Süddeutsche Zeitung

Epidemie:Ebola global

Es ist passiert, was seit Monaten befürchtet wurde: Das Ebola-Virus hat Afrika verlassen. Während in den USA ein Infizierter um sein Leben ringt, berechnen Statistiker das Risiko für Ausbrüche in weiteren Ländern. Der US-Patient kam über Brüssel und hatte Kontakt zu Schulkindern.

Von Kai Kupferschmidt

Es war nur eine Frage der Zeit. Neun Monate nachdem in einer abgelegenen Waldregion Guineas die derzeit grassierende Ebola-Epidemie ausgebrochen ist, bestieg am 19. September ein Mann in der Hauptstadt Liberias ein Flugzeug. Sein Ziel: die USA, wo er Verwandte besuchen will. Noch zeigt er keine Symptome, aber sein Körper trägt bereits das Virus in sich, das in den vergangenen Monaten in Afrika mehr als 3000 Menschen getötet hat. Am 20. September landet er über einen Zwischenstopp in Brüssel im US-Bundesstaat Texas. Vier Tage spürt er die ersten Anzeichen der Krankheit. Nun kämpfen Ärzte in einer Klinik in Dallas um sein Leben. Das Virus hat Afrika verlassen.

Auf der Pressekonferenz, welche die US-Seuchenschutzbehörde CDC am Dienstagabend eilig einberufen hatte, bemühte sich Direktor Thomas Frieden, die Bevölkerung zu beruhigen. "Ich hege keinen Zweifel, dass wir diesen Fall so kontrollieren werden, dass das Virus sich nicht groß ausbreitet", sagte er. Natürlich könnte es passieren, dass in den nächsten Wochen Verwandte oder Freunde des Mannes ebenfalls an Ebola erkranken, aber eine unkontrollierte Ausbreitung sei ausgeschlossen.

#### Angezeigte Daten:
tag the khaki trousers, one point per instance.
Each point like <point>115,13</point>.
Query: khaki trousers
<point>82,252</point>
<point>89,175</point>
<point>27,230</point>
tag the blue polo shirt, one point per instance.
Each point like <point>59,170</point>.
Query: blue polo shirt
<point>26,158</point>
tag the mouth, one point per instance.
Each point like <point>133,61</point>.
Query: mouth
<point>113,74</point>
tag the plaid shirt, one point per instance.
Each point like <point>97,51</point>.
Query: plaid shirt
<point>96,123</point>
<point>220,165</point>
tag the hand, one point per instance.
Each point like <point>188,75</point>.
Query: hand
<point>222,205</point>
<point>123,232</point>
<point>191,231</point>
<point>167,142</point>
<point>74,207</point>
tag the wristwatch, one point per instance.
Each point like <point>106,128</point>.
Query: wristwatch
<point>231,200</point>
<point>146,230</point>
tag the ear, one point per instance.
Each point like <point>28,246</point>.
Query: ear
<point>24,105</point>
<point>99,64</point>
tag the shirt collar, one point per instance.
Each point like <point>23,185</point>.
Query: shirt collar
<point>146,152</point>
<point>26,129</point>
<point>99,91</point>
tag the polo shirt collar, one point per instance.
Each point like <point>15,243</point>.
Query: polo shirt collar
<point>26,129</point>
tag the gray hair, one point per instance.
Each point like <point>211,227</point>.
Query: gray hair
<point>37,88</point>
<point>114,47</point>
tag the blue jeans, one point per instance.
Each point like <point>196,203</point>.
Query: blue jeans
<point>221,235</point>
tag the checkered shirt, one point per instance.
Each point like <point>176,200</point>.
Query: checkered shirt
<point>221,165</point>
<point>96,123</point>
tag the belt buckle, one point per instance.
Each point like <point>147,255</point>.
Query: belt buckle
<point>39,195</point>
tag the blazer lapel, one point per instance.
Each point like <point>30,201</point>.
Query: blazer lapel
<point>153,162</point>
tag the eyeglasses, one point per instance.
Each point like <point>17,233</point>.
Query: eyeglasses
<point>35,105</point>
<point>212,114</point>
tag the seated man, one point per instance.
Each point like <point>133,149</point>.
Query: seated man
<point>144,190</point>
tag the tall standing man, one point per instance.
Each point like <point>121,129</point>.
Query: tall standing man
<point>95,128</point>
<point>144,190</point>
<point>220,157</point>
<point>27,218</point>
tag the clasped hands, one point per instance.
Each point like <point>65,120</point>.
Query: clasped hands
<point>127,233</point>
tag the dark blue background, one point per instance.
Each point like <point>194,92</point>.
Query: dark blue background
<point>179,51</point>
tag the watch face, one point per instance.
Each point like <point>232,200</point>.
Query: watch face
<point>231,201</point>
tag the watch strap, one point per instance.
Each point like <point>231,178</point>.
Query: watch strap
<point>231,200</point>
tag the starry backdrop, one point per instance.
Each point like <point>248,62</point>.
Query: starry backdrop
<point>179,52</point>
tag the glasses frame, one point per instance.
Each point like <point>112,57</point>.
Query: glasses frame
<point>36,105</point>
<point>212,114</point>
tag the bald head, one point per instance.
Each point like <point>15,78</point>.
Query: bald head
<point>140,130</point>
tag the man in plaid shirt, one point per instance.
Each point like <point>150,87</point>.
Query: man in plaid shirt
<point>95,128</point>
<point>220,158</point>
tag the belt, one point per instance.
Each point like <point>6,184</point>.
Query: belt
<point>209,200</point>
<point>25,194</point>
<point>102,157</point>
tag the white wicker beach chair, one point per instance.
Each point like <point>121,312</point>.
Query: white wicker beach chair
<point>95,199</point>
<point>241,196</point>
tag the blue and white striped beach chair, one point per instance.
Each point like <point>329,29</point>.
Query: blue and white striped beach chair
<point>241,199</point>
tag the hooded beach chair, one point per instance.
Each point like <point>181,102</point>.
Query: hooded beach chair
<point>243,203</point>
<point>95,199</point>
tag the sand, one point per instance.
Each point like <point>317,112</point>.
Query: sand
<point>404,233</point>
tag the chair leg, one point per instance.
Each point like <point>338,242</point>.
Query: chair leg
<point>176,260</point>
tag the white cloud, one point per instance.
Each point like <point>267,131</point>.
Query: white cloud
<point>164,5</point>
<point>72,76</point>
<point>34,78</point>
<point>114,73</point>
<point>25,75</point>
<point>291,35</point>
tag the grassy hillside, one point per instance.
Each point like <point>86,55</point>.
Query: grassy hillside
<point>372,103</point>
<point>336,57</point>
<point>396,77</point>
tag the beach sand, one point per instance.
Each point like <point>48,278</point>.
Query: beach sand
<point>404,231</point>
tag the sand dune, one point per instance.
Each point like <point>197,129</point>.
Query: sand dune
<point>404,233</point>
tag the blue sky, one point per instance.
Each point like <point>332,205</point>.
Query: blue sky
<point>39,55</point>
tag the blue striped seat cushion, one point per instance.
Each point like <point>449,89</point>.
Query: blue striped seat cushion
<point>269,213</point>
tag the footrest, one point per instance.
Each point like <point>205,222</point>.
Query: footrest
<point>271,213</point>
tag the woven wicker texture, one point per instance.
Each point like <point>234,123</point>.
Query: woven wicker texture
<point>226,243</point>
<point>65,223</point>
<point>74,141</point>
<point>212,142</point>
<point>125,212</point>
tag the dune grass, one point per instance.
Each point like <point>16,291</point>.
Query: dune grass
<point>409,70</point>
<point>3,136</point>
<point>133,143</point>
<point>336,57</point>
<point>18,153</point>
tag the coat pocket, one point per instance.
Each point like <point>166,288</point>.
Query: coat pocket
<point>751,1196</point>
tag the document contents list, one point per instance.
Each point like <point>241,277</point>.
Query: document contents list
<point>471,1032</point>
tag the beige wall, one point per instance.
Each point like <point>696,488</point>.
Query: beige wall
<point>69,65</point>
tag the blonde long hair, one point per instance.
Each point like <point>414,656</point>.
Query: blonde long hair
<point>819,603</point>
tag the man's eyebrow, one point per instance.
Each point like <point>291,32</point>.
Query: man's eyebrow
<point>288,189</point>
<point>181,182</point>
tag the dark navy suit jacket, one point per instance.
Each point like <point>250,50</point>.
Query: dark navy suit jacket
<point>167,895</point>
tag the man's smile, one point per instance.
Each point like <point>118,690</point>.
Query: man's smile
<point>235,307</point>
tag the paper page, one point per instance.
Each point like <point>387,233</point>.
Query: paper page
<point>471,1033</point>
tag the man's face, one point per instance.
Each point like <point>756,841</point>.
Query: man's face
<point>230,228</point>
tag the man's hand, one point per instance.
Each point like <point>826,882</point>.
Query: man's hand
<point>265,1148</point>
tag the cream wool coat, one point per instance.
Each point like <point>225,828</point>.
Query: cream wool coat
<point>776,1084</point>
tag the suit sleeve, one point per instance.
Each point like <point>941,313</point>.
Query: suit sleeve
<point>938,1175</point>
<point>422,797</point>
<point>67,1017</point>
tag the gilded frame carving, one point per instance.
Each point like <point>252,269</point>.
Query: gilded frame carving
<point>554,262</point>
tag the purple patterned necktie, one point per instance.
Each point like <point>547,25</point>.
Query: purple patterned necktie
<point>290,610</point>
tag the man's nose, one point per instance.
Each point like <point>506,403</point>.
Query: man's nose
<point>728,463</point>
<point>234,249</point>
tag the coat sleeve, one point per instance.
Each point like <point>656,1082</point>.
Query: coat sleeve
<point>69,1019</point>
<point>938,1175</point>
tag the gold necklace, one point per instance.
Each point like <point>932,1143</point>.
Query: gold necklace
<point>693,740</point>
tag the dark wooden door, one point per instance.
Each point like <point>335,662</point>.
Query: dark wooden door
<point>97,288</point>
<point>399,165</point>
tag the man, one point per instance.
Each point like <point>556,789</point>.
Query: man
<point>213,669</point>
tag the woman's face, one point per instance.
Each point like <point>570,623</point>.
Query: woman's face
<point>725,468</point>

#### Arbeitsauftrag 1:
Stimmen die folgenden Aussagen mit dem Textauszug überein? Antworten Sie jeweils mit Ja oder Nein und zitieren Sie die entscheidenden Worte wörtlich. (a) Der Mann reiste über Brüssel in die USA. (b) Der Mann zeigte beim Besteigen des Flugzeugs bereits Symptome. (c) Thomas Frieden hält eine unkontrollierte Ausbreitung für möglich.
#### Arbeitsauftrag 2:
In welcher Stadt kämpfen Ärzte laut Textauszug um das Leben des Mannes?
#### Arbeitsauftrag 3:
Kopieren Sie bitte den Abschnitt des Textauszugs, der mit „Epidemie:Ebola global“ beginnt und mit „Kontakt zu Schulkindern.“ endet, beide Stellen eingeschlossen.

#### Lösung 1:
(a) Ja: „Am 20. September landet er über einen Zwischenstopp in Brüssel im US-Bundesstaat Texas.“
(b) Nein: „Noch zeigt er keine Symptome“
(c) Nein: „aber eine unkontrollierte Ausbreitung sei ausgeschlossen.“

#### Lösung 2:
In Dallas.

#### Lösung 3:
Epidemie:Ebola global

Es ist passiert, was seit Monaten befürchtet wurde: Das Ebola-Virus hat Afrika verlassen. Während in den USA ein Infizierter um sein Leben ringt, berechnen Statistiker das Risiko für Ausbrüche in weiteren Ländern. Der US-Patient kam über Brüssel und hatte Kontakt zu Schulkindern.